(Natural language region descriptions)
#####
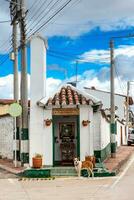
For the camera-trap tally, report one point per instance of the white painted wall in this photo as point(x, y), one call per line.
point(118, 136)
point(47, 140)
point(86, 132)
point(6, 137)
point(105, 132)
point(96, 130)
point(37, 91)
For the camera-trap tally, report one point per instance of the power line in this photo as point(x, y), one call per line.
point(51, 17)
point(7, 21)
point(45, 14)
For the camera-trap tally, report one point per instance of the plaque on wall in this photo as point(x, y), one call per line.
point(65, 111)
point(67, 130)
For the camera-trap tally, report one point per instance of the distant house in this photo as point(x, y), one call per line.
point(120, 101)
point(62, 126)
point(120, 110)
#####
What you have to do — Reproduce exactly the lines from the one containing "of the distant" through the last line of the records, both included, and nothing else.

Response box —
For the camera-trap tally, report one point per instance of the distant house in this photo as point(x, y), one call per line.
point(120, 101)
point(62, 126)
point(120, 110)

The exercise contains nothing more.